• [Problem]
Continue the news report on Canadian government funding for stem cell research from the point where it stops.

• [Study text]
==*==

OTTAWA, ON- The Government of Canada says it is providing funding to support innovative stem cell research in such areas septic shock, diabetes, brain injury and 3D printing of neural tissues.
According to Canada’s Minister of Science, Kirsty Duncan, $9 million will go towards projects and clinical trials that will be funded through the Stem Cell Network (SCN). The funding is part of $12 million provided to the network in Budget 2016. The funding round is being matched with partner support of $20 million.
In all, SCN with this round is funding 31 goal-directed projects from across Canada, moving research from the lab bench to the bedside. In addition to supporting stem cell research in areas like brain injury, kidney disease and breast cancer, SCN researchers are also working to tackle emerging policy issues relevant to the field, such as gene editing and misleading marketing claims.
“For years, Canadian researchers have been known leaders in regenerative medicine,” said Duncan. “The funding announced today will support projects that encourage important partnerships between universities, hospitals and businesses so they may collaborate on bold new stem cell technologies and health innovations that will improve the lives of Canadians.”
“We are a nation of leaders and innovators, it is in our DNA,” adds Dr. Michael Rudnicki, OC, scientific director of SCN. “The regenerative medicine research sector is fueled by stem cells and today it is at a tipping point, with the potential to see breakthroughs in our generation. I am thrilled that SCN is able to power the foundation of scientific excellence that exists within Canada’s universities, research hospitals and institutes.”

==*==

Point-per-instance localization data:
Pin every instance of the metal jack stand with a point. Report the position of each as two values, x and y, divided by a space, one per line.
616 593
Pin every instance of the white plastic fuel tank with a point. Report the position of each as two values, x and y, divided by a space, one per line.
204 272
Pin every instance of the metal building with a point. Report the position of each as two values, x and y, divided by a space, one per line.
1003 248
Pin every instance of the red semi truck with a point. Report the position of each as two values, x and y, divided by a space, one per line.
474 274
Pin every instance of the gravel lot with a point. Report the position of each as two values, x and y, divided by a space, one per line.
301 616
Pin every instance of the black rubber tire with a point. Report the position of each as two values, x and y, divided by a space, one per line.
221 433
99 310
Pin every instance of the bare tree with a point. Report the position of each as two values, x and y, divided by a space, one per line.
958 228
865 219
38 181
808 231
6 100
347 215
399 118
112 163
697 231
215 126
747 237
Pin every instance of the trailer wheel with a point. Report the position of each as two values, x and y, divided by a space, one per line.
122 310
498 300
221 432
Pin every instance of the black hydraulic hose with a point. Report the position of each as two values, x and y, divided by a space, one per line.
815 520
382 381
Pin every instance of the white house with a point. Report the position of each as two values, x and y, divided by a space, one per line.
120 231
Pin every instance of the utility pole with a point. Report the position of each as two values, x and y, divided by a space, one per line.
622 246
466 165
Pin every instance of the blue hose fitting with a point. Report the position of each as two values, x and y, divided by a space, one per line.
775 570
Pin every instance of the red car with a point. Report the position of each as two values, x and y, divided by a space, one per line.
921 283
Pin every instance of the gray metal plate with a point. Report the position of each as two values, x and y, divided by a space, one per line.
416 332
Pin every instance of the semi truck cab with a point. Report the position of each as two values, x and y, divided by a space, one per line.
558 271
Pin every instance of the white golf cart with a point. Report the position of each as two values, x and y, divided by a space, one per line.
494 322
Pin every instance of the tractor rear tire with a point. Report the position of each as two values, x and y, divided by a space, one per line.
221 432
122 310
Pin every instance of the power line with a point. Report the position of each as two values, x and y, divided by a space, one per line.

==*==

• [Result of the exercise]
SCN is flowing funds through three strategic programs:
The Clinical Trials Program will provide $4.214M for six trials. A total of 38 investigators (6 Principal Investigators & 32 Co-Investigators) at 12 institutions and 50 trainees will be engaged in these trials, which will determine the safety and efficacy of new stem cell treatments in humans. This is the first time in SCN’s history that it has offered support for clinical trials. This program supports Phase 1/2 trials with the potential to be economically viable for health care systems and show a benefit to patients. Funded trials will focus on a spectrum of health issues including treating fatal illnesses such as septic shock, evaluating a stem cell therapy for diabetes, and expanding stem cells from cord blood for efficacious and cost effective transplantation. Researchers will also be working in the areas of acute myocardial infarction, liver transplantation and type 1 diabetes.
The Disease Team Research Agreement Program will provide $3.281M for eight projects. A total of 41 investigators (8 Principal Investigators & 33 Co-Investigators) at 11 institutions and more than 80 trainees will be engaged. Multidisciplinary teams supported through this program are focused on novel cellular or stem cell-related therapeutic approaches to treat disease. Commercialization is an important component for this program, as projects must demonstrate a path to market or clinic. Research supported from this competition will address treatments for diseases such as arthritis, liver failure, and type 1 diabetes. In addition, support will be provided to further ongoing research that is looking at existing drugs for the regeneration of neural tissue after a brain injury.
The Impact Research Agreement Program will provide $1.54M for 17 projects that span clinical translation, commercialization and public policy. A total of 27 investigators (17 Principal Investigators & 10 Co-investigators) at 15 research institutions will benefit and more than 60 trainees will be engaged. Diseases such as diabetes, osteoarthritis, and kidney disease will all be studied. Commercialization topics include 3D printing of neural tissues, and the scalable production of engineered micro tissues.